::: EXERCISE DATA

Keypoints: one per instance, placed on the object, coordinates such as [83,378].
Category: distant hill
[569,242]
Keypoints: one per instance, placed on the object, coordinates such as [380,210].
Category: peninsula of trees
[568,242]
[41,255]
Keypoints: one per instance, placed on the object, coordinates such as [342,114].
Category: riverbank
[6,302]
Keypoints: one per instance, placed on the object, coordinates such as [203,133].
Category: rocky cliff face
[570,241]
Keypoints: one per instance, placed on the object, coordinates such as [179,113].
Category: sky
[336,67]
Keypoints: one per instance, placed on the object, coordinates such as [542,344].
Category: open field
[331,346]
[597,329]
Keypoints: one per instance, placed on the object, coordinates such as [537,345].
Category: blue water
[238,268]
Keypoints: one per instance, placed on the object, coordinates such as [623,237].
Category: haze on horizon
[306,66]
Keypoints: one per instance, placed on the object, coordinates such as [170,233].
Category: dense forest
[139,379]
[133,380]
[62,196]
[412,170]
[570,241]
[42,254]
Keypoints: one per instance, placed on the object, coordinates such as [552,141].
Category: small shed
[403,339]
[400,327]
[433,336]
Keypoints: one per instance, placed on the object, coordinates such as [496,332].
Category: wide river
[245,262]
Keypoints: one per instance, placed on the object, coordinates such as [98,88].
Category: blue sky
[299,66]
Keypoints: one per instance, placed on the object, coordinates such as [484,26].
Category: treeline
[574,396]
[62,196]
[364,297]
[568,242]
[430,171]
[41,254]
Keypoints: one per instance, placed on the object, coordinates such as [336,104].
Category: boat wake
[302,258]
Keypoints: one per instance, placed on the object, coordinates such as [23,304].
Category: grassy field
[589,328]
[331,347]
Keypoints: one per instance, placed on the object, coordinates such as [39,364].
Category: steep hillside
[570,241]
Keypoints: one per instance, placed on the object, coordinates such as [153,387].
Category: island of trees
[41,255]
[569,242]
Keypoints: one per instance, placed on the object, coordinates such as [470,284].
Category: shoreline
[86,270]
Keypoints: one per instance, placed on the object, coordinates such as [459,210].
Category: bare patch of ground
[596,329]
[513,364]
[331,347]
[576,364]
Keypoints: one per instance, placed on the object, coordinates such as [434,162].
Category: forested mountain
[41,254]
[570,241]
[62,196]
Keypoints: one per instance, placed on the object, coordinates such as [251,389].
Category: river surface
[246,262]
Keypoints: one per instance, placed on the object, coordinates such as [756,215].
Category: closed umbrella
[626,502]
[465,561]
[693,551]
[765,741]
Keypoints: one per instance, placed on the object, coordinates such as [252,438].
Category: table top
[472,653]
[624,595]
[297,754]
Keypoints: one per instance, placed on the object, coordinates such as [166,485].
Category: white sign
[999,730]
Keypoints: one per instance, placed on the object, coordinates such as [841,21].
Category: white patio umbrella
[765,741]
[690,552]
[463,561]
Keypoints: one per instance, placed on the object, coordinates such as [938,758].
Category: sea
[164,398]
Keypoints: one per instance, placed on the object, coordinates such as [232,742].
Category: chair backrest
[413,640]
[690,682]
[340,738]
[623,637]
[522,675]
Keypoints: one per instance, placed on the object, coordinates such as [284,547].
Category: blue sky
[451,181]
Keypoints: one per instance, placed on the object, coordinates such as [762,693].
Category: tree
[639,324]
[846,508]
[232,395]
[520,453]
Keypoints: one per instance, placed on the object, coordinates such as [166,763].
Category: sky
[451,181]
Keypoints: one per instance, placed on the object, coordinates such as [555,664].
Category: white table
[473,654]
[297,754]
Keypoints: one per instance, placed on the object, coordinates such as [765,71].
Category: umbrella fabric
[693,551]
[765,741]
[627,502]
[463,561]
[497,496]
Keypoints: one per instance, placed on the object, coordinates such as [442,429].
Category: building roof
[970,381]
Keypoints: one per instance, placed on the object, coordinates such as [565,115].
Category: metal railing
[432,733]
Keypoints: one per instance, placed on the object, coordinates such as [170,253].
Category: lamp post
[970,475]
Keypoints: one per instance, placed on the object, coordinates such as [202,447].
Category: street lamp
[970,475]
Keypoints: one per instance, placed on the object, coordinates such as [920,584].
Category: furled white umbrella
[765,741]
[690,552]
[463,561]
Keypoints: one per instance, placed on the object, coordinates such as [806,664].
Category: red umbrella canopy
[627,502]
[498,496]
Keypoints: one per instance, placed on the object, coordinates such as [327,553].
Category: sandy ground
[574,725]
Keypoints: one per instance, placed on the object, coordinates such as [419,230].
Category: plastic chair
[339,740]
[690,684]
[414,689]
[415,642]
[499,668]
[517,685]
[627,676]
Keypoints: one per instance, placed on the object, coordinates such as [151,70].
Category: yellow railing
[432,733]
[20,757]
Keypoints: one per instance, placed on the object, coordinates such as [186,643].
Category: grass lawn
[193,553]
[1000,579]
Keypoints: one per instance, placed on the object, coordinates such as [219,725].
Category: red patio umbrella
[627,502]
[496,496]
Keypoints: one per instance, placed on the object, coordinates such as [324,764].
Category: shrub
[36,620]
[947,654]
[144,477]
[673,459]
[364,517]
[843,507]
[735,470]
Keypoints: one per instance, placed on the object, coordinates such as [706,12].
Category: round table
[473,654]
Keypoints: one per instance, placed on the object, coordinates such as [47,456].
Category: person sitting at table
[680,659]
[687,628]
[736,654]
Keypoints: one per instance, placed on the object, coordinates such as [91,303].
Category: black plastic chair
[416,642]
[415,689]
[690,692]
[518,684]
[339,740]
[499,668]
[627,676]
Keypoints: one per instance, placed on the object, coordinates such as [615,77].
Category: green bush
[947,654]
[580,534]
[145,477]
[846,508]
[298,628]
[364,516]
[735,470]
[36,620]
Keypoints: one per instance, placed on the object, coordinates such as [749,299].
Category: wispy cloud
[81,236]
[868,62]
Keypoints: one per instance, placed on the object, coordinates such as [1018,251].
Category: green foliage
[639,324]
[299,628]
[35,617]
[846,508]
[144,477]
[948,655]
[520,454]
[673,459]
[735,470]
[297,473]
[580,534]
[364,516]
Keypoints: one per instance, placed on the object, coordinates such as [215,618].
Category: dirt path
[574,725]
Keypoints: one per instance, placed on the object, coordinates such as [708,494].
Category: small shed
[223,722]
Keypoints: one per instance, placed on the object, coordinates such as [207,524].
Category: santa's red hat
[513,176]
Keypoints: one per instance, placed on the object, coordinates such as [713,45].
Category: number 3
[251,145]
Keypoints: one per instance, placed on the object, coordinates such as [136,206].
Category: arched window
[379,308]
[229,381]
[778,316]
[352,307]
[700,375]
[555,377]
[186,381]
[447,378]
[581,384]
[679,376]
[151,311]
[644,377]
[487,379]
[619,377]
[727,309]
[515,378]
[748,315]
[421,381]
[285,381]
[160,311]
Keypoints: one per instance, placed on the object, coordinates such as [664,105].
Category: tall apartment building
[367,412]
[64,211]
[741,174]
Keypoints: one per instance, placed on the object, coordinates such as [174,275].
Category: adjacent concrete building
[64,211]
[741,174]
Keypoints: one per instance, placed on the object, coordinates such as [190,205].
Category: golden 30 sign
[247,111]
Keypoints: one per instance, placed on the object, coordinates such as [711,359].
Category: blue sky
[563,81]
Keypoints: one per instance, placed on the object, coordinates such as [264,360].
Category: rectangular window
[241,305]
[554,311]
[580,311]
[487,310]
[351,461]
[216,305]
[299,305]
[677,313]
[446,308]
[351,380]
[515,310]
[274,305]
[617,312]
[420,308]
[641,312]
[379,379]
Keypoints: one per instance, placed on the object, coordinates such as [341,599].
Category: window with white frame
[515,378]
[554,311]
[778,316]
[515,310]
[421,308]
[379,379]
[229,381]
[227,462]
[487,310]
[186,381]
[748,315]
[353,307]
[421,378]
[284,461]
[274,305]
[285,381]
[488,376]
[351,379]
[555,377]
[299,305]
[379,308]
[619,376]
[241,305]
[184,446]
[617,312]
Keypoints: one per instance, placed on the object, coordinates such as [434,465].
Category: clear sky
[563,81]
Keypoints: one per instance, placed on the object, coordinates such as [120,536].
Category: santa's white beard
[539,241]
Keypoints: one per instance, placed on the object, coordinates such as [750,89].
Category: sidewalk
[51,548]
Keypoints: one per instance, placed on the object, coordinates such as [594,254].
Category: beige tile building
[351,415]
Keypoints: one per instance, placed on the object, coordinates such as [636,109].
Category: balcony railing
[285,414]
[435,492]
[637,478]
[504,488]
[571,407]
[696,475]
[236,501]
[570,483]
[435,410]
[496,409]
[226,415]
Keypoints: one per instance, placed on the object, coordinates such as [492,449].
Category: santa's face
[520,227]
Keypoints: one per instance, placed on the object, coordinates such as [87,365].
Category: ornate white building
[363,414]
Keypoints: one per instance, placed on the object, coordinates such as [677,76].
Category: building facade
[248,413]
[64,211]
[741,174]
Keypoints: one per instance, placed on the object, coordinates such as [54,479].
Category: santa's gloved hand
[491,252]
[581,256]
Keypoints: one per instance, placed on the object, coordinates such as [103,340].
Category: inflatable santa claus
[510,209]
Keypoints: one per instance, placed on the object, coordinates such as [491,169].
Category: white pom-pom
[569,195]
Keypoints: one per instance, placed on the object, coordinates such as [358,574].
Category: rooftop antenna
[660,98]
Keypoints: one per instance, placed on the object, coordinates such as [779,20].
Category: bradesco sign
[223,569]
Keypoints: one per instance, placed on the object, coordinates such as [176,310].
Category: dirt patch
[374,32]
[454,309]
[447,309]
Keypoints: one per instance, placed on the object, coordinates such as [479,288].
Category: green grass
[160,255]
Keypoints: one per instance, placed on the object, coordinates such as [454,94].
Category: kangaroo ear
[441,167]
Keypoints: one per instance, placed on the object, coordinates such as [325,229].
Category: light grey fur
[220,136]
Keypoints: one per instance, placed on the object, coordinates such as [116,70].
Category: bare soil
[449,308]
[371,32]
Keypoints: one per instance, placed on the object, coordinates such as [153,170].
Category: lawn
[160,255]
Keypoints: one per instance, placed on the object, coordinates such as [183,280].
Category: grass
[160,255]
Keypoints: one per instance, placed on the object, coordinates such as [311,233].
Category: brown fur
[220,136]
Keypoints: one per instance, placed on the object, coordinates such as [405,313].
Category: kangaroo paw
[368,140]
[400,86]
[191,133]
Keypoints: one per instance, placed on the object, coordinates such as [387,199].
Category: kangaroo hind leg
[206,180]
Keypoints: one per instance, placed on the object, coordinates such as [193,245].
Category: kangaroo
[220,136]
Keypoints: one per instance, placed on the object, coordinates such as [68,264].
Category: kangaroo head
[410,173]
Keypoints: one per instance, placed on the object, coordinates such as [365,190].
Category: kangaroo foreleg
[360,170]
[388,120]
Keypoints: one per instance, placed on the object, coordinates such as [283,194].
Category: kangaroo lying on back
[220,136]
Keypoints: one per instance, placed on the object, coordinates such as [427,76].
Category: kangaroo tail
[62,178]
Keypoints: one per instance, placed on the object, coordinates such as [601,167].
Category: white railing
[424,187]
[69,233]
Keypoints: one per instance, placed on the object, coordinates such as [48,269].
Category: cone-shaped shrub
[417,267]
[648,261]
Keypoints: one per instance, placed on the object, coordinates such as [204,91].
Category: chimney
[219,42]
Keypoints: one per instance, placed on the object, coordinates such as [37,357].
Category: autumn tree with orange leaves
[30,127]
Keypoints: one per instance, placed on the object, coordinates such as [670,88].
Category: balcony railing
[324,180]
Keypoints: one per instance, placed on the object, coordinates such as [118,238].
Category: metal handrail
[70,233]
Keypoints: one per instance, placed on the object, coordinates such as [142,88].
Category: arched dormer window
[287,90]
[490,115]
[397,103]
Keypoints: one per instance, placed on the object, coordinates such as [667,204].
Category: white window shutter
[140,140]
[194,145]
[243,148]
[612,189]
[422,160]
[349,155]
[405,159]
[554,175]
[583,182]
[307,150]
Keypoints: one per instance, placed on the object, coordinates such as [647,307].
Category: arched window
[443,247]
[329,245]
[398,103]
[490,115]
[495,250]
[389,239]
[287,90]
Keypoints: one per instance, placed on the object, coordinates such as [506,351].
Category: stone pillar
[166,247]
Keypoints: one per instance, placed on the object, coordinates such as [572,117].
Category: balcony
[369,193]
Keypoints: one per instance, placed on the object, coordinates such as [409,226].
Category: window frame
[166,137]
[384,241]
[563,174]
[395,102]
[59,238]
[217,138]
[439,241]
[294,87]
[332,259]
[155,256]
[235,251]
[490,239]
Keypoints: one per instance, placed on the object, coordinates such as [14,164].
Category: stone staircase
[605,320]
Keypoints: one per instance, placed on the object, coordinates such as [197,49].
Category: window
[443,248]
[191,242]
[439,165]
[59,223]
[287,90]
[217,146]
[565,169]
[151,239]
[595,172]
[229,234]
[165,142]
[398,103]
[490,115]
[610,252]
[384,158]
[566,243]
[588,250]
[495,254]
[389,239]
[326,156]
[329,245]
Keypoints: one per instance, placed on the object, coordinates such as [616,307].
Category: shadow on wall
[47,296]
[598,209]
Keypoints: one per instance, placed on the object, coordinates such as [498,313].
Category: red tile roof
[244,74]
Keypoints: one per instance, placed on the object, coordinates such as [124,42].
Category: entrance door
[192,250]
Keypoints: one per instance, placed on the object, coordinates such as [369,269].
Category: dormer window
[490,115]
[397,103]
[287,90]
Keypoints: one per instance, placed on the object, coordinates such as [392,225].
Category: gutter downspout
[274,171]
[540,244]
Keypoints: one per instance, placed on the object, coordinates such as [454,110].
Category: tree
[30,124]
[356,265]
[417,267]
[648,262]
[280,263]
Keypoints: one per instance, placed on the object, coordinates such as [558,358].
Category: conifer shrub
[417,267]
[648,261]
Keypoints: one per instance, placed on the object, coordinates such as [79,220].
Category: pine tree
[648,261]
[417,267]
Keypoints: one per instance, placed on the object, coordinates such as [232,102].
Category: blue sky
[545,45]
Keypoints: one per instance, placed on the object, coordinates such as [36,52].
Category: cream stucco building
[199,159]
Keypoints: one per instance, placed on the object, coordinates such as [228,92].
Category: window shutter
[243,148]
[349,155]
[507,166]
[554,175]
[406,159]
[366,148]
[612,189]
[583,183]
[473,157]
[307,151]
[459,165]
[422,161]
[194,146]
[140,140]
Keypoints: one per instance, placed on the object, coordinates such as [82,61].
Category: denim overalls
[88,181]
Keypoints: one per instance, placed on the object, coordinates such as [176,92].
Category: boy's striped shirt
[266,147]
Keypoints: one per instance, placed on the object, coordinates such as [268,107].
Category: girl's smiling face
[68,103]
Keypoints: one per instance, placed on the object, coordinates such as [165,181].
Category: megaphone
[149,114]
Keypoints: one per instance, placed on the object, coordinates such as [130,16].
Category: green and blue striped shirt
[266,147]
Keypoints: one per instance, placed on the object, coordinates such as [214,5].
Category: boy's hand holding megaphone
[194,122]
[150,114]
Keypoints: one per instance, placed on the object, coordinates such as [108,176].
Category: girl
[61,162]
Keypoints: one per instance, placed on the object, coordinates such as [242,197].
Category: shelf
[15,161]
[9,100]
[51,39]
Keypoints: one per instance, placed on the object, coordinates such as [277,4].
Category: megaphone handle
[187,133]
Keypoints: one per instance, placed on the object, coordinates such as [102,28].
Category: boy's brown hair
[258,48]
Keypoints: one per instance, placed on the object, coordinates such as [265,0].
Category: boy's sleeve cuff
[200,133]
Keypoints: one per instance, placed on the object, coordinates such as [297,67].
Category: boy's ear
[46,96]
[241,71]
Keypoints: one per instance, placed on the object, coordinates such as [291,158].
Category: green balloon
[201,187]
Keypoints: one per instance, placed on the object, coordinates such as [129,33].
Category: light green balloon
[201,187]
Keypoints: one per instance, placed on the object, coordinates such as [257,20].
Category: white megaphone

::::::

- [INSTRUCTION]: Every line from the line containing "such as [108,176]." to the last line of the material above must be repeated exactly, and no other line.

- [FINAL RESULT]:
Keypoints: one per instance, placed on the object, coordinates such as [108,176].
Category: girl
[61,162]
Keypoints: one per instance, placed on the object, coordinates such as [242,197].
Category: shelf
[15,161]
[9,100]
[51,39]
Keypoints: one per instance, placed on the object, coordinates such as [277,4].
Category: megaphone handle
[187,133]
Keypoints: one per instance, placed on the object, coordinates such as [102,28].
Category: boy's brown hair
[258,48]
Keypoints: one per instance, placed on the object, coordinates such as [265,0].
Category: boy's sleeve cuff
[200,133]
Keypoints: one per instance, placed on the object, coordinates such as [297,67].
Category: boy's ear
[46,96]
[241,71]
Keypoints: one per instance, placed on the object, coordinates such as [291,158].
Category: green balloon
[201,187]
Keypoints: one per instance, placed on the object, coordinates such as [129,33].
Category: light green balloon
[201,187]
Keypoints: one per instance, placed on the object, coordinates such as [257,20].
Category: white megaphone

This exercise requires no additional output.